**YOUR TASK:**
Reproduce every one of the following rows verbatim, without changing a character.

Entries from a dataset:
## Begin
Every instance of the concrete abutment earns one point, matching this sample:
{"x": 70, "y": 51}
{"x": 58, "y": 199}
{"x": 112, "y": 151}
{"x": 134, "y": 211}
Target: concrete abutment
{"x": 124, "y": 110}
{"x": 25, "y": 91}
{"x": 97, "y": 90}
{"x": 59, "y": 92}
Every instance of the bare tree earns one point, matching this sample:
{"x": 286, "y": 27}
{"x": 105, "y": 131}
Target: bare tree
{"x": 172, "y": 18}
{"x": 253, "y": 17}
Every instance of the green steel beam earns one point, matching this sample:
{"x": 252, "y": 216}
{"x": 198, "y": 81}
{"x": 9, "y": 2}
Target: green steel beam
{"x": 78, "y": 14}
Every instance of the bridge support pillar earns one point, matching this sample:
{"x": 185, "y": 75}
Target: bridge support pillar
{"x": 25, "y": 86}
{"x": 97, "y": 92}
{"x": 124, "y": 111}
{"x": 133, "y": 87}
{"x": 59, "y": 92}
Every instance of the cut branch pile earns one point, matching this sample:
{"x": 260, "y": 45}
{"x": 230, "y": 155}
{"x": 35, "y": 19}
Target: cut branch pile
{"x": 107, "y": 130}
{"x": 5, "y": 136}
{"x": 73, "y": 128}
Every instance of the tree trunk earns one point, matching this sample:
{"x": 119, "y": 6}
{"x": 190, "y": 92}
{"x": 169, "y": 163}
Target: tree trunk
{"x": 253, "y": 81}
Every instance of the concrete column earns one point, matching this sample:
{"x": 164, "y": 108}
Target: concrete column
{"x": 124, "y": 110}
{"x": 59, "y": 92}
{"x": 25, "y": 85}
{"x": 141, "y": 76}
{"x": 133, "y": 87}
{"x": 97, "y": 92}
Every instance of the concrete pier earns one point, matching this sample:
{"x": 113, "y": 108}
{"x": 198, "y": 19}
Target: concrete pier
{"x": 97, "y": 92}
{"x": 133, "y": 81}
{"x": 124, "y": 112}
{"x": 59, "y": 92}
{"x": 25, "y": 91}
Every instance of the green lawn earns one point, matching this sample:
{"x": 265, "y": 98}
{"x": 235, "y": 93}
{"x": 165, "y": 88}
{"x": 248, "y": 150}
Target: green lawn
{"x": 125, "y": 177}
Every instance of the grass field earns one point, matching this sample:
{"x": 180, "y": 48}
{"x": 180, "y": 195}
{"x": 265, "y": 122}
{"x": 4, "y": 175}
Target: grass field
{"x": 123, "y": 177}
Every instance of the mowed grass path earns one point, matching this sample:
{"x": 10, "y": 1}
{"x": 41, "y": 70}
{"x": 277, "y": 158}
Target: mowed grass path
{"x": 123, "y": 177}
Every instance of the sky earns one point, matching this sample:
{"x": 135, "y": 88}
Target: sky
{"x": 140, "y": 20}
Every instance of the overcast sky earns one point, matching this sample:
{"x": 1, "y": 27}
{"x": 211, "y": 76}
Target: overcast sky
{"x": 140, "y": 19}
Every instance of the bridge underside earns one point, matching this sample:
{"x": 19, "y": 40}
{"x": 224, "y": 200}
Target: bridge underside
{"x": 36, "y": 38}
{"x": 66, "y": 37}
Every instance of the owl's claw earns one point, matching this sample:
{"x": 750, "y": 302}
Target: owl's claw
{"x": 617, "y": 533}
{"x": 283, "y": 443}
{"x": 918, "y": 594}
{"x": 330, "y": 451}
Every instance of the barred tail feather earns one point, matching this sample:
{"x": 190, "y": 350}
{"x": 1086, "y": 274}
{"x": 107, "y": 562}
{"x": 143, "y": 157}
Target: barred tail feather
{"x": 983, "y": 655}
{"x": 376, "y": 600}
## End
**RESPONSE TO THIS EXERCISE:**
Every instance of the concrete abutment earns one point, matching this sample:
{"x": 70, "y": 51}
{"x": 58, "y": 199}
{"x": 112, "y": 151}
{"x": 134, "y": 211}
Target: concrete abutment
{"x": 124, "y": 110}
{"x": 25, "y": 91}
{"x": 97, "y": 90}
{"x": 59, "y": 92}
Every instance of the bare tree earns one point, matching this sample:
{"x": 286, "y": 27}
{"x": 105, "y": 131}
Target: bare tree
{"x": 172, "y": 18}
{"x": 253, "y": 17}
Every instance of the green steel beam earns one point, matching this sample:
{"x": 252, "y": 216}
{"x": 198, "y": 81}
{"x": 9, "y": 2}
Target: green steel beam
{"x": 78, "y": 14}
Every instance of the bridge support pillar earns one point, matching this sample:
{"x": 185, "y": 75}
Target: bridge support pillar
{"x": 25, "y": 86}
{"x": 97, "y": 92}
{"x": 124, "y": 111}
{"x": 133, "y": 87}
{"x": 59, "y": 92}
Every instance of the cut branch pile earns one point, matching this sample:
{"x": 260, "y": 45}
{"x": 230, "y": 155}
{"x": 35, "y": 19}
Target: cut branch pile
{"x": 107, "y": 130}
{"x": 5, "y": 136}
{"x": 73, "y": 128}
Every instance of the tree trunk earns one point, matching this sample:
{"x": 119, "y": 6}
{"x": 190, "y": 92}
{"x": 169, "y": 163}
Target: tree trunk
{"x": 253, "y": 81}
Every instance of the concrete column earns one point, matching this sample:
{"x": 164, "y": 108}
Target: concrete column
{"x": 124, "y": 110}
{"x": 59, "y": 92}
{"x": 25, "y": 85}
{"x": 141, "y": 76}
{"x": 133, "y": 87}
{"x": 97, "y": 92}
Every instance of the concrete pier earns one point, matching this sample:
{"x": 113, "y": 108}
{"x": 198, "y": 19}
Target: concrete pier
{"x": 97, "y": 92}
{"x": 133, "y": 81}
{"x": 124, "y": 112}
{"x": 59, "y": 92}
{"x": 25, "y": 91}
Every instance of the green lawn earns one point, matching this sample:
{"x": 265, "y": 98}
{"x": 235, "y": 93}
{"x": 165, "y": 88}
{"x": 248, "y": 150}
Target: green lawn
{"x": 125, "y": 177}
Every instance of the grass field earns one point, matching this sample:
{"x": 180, "y": 48}
{"x": 180, "y": 195}
{"x": 265, "y": 122}
{"x": 4, "y": 175}
Target: grass field
{"x": 123, "y": 177}
Every instance of the mowed grass path earns one point, matching this sample:
{"x": 10, "y": 1}
{"x": 41, "y": 70}
{"x": 277, "y": 158}
Target: mowed grass path
{"x": 123, "y": 177}
Every instance of the sky earns one point, matching this sample:
{"x": 135, "y": 88}
Target: sky
{"x": 140, "y": 20}
Every instance of the overcast sky earns one point, matching this sample:
{"x": 1, "y": 27}
{"x": 211, "y": 76}
Target: overcast sky
{"x": 140, "y": 19}
Every instance of the bridge underside earns one point, matching this sample:
{"x": 19, "y": 40}
{"x": 224, "y": 200}
Target: bridge underside
{"x": 36, "y": 38}
{"x": 66, "y": 37}
Every instance of the owl's claw earns one point, matching this sample:
{"x": 750, "y": 302}
Target: owl's claw
{"x": 617, "y": 533}
{"x": 283, "y": 443}
{"x": 918, "y": 594}
{"x": 330, "y": 451}
Every instance of the barred tail feather earns one point, matching this sample:
{"x": 190, "y": 350}
{"x": 1086, "y": 274}
{"x": 107, "y": 562}
{"x": 143, "y": 157}
Target: barred tail feather
{"x": 983, "y": 655}
{"x": 376, "y": 600}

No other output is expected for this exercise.